* Data entries
----
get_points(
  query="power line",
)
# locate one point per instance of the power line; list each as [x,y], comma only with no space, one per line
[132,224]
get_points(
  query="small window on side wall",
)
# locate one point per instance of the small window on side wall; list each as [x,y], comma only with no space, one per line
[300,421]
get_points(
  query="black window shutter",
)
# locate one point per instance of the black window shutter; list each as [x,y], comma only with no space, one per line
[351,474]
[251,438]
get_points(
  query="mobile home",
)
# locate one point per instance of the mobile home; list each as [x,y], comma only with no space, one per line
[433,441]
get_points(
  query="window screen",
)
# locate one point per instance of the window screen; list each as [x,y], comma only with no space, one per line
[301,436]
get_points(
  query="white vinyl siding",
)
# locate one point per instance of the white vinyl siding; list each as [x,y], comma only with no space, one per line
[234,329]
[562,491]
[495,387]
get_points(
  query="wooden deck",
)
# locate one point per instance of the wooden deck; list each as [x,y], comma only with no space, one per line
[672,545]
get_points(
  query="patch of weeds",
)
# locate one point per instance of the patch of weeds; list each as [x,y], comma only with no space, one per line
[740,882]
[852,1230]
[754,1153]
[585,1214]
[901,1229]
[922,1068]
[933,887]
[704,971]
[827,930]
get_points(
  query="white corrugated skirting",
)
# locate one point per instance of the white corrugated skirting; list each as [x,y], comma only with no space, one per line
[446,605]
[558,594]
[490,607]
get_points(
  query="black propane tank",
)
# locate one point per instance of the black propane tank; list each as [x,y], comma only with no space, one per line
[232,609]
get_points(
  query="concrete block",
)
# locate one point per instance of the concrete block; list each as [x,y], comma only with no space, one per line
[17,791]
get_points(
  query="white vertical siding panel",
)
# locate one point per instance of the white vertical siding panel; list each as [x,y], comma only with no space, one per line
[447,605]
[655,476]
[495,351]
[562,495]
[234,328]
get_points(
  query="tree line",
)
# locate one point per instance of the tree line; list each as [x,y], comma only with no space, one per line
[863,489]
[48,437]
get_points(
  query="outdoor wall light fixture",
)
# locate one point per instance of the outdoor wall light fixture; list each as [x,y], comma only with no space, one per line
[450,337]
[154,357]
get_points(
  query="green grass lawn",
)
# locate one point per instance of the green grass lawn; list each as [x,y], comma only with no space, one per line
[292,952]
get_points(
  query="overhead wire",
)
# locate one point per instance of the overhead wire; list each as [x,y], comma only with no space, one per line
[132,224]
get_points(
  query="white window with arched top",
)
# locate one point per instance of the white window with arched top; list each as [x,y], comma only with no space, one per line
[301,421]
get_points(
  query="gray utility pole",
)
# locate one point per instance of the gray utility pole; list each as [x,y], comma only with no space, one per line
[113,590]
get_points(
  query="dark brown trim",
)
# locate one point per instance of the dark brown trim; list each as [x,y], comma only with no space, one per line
----
* Requirements
Copy out the material word for word and line for line.

* Reply
get_points(
  query="power line",
)
# locate one point per instance of the power line; list each as [x,y], comma only with no space, one per line
[132,224]
get_points(
  query="small window on side wall",
)
# locate one point per instance of the small window on side wall; list each as [x,y], comma only with no space, one per line
[300,421]
get_points(
  query="black window shutter",
)
# locate one point per instance of the black window shutter; list each as [x,y], comma only with no space, one per line
[351,474]
[251,438]
get_points(
  query="mobile home",
)
# locate one point per instance of the mobile home; list each as [x,y], comma only with no space, one per line
[433,441]
get_points(
  query="window screen",
)
# locate one point per instance of the window screen; list each as [x,y], comma only with no space, one per line
[301,436]
get_points(
  query="white vinyl siding",
)
# locate one point per instance of the white vinyl siding; list each as [x,y], comma only with no space, one per line
[234,329]
[562,491]
[495,387]
get_points(
  query="wooden deck",
)
# locate one point per instance of the wooden deck; list each as [x,y], comma only with no space, one per line
[672,545]
get_points(
  query="patch of weeds",
)
# locate one point per instance of the patch of weeds; list each as [x,y], comma only with no space, one per line
[740,882]
[852,1230]
[754,1153]
[585,1214]
[901,1229]
[922,1068]
[933,887]
[704,971]
[827,930]
get_points(
  query="white corrugated skirting",
)
# locate one point per instance of the white corrugated skirting; list each as [x,y], comma only with no space, one per line
[446,605]
[558,594]
[490,607]
get_points(
  query="black propane tank",
)
# locate one point per instance of the black propane tank; list each as [x,y], comma only with no space, one per line
[232,609]
get_points(
  query="concrete block",
)
# locate one point per instance of the concrete block; list each as [x,y], comma only with no space, one per line
[17,791]
get_points(
  query="white vertical siding panel",
)
# locate one point per instance of the white vertical siding panel; list each as [x,y], comma only with no space, one per line
[447,605]
[655,476]
[495,351]
[562,495]
[234,328]
get_points(
  query="tree line",
)
# locate one point per instance of the tree line; list each as [x,y], comma only with no space, one per line
[863,489]
[48,437]
get_points(
  query="outdoor wall light fixture",
)
# locate one point per instance of the outdoor wall light fixture; list each as [x,y], comma only with no space, one per line
[450,337]
[154,357]
get_points(
  query="green grass lawn",
)
# locate one point per instance of the green grass lawn; list each as [x,y], comma only with no space, one per line
[292,952]
get_points(
  query="overhead wire",
)
# locate one point per instance of the overhead wire; list each as [x,y], comma only with no space, one per line
[132,224]
get_points(
  query="white window with arched top",
)
# locate one point per instance of the white window with arched top; list each as [x,y], comma only with no space, one per line
[301,421]
get_points(
  query="gray utility pole",
)
# locate one point per instance of the gray utility pole; list each as [x,y], comma only with no space, one per line
[113,590]
get_points(
  query="dark brown trim",
)
# locate one point per instance of the dark brown trim; list each as [x,y], comma only with no space, one per line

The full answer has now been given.